EXERCISE DESCRIPTION – Continue the passage on parathyroid tumors and their treatment from its last sentence.

*** Opening TEXT BLOCK ***

Patients with parathyroid cancer have symptoms including:

  • Bone pain
  • Kidney disease
  • Extremely high levels of parathyroid hormone in the blood
  • Hoarseness
  • Neck masses that can be felt with the hand

Sometimes the diagnosis of cancer is difficult to make, even after surgery. This is because parathyroid carcer cells look very similar to noncancerous adenoma cells.

How are parathyroid adenomas treated?

The most common treatment is to remove the enlarged gland (or glands). This surgery cures the problem 95 percent of the time.
Instead of surgery, some people with mild or no symptoms of primary hyperparathyroidism may decide to try medication options. These and other treatments do not reduce the extra amount parathyroid hormone in the blood. Instead, they fight back by preventing the loss of calcium from bone. Hormone replacement therapy or other treatments for this condition must be taken for the rest of your life.
A prescription medication called cinacalcet (Sensipar) reduces both calcium and parathyroid hormone levels in people with chronic kidney failure (secondary hyperparathyroidism). However, its use in people with primary hyperparathyroidism (without kidney failure) is still being studied.

If I do not have symptoms, do I need surgery?

Surgery is the usual treatment for parathyroid adenomas, even for people who do not have obvious symptoms. Some people with only mild symptoms, such as feeling tired, forgetful, or depressed, may actually have another medical condition causing the symptoms. When primary hyperparathyroidism is the cause of symptoms, surgery can improve these symptoms and the person’s quality of life.
If you have hyperparathyroidism, a specific test (a bone density test)can show if the raised level of parathyroid hormone in your blood is causing serious calcium loss from your bones. Calcium loss can cause osteoporosis (thin bones) and increase the risk for breaking bones. X-rays of the kidney can show if you have kidney stones. The most common cause of kidney stones is too much calcium in your blood. These and other tests will help you and your doctor decide if surgery is appropriate for you.

*** Closing TEXT BLOCK ***
*** Opening RECORD EXTRACTS ***

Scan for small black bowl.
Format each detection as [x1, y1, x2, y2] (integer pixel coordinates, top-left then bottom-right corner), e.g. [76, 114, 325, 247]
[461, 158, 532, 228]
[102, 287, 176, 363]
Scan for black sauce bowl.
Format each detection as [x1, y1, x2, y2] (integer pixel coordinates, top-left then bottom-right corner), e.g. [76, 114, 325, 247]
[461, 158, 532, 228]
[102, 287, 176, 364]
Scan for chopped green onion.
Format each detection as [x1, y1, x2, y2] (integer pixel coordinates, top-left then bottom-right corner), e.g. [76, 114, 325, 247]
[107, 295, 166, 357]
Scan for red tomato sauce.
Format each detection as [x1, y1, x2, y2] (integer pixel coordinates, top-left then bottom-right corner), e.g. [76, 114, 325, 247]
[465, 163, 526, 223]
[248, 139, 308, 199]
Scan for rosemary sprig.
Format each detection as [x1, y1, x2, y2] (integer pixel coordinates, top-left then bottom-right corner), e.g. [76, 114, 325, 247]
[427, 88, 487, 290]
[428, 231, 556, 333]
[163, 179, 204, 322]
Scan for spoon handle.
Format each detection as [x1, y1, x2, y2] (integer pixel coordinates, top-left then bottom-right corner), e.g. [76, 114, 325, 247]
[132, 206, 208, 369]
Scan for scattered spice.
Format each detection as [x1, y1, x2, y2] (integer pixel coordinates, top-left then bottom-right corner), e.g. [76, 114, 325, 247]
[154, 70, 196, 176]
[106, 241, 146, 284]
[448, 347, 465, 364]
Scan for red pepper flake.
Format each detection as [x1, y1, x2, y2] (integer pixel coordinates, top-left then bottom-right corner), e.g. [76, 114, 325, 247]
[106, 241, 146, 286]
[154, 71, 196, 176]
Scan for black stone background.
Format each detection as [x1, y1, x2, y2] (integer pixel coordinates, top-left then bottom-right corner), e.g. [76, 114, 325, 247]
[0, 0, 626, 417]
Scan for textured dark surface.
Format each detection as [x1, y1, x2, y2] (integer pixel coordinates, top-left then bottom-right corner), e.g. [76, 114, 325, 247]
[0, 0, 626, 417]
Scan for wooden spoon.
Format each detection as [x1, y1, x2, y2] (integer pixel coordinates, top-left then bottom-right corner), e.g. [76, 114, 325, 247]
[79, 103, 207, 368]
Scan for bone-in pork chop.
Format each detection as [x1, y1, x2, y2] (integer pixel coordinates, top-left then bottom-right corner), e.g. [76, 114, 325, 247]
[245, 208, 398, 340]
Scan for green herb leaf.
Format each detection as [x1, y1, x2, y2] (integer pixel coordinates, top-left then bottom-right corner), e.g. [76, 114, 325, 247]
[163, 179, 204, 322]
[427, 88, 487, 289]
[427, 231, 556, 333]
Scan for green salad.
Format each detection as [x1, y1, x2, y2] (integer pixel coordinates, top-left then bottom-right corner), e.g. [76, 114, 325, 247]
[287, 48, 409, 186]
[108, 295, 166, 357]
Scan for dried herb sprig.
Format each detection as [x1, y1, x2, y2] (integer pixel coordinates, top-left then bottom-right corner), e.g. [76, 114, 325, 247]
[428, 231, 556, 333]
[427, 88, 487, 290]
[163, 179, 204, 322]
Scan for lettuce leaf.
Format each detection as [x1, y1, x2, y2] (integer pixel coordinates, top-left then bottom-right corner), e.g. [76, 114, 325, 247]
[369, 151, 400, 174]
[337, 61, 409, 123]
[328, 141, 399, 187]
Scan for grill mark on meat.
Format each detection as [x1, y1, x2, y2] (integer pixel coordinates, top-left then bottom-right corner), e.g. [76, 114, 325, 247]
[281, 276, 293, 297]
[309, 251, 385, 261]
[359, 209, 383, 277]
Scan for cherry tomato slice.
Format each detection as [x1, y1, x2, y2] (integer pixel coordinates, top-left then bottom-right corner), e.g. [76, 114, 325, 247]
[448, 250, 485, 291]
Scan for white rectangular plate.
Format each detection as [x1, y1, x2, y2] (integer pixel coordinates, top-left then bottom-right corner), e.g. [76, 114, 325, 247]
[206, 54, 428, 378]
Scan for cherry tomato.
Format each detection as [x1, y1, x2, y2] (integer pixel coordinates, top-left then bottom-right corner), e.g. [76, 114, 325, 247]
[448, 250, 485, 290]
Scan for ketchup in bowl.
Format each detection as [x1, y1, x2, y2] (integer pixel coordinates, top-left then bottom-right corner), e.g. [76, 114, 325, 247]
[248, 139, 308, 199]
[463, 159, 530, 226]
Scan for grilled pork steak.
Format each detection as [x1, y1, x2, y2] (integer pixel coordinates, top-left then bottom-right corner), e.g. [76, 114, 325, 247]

*** Closing RECORD EXTRACTS ***

OUTPUT –
If I decide to have surgery, what should I expect?

A procedure called minimally invasive parathyroidectomy has become widely accepted for removing enlarged parathyroid glands on one side of the neck. The benefits of this surgery include smaller incisions, shorter operations, and fewer complications compared with traditional two-side (bilateral) open-neck surgeries. In order to just focus on one area of the neck you doctor must of course know where the parathyroid adenoma is located.

How is the parathyroid adenoma located? How will it be determined which of my parathyroid glands has the adenoma?

Some of the tests which may be done to determine the location of a parathyroid adenoma include:

  • A scan that uses a drug called Tc-sestamibi
  • A 4-D CT scan of the neck and chest
  • An ultrasound of the parathyroids
  • MRI

These presurgical imaging tests are quite accurate but not foolproof in determining the location of parathyroid adenoma. Your surgeon will plan the surgical approach based on how many adenomas are found and where they are located.

What happens during surgery to remove parathyroid nodules?

Minimally invasive surgery can be done if the patient has only one adenoma or two adenomas on the same side of the neck. Anesthesia is usually a general anesthetic where you are put completely asleep.
On the day of surgery your parathyroid hormone levels will drop dramatically within an hour after successful removal of the glands with adenomas. If parathyroid hormone levels do not drop after the targeted glands are removed, further surgery may be necessary to look for other adenomas.

What are the risks of having parathyroid surgery?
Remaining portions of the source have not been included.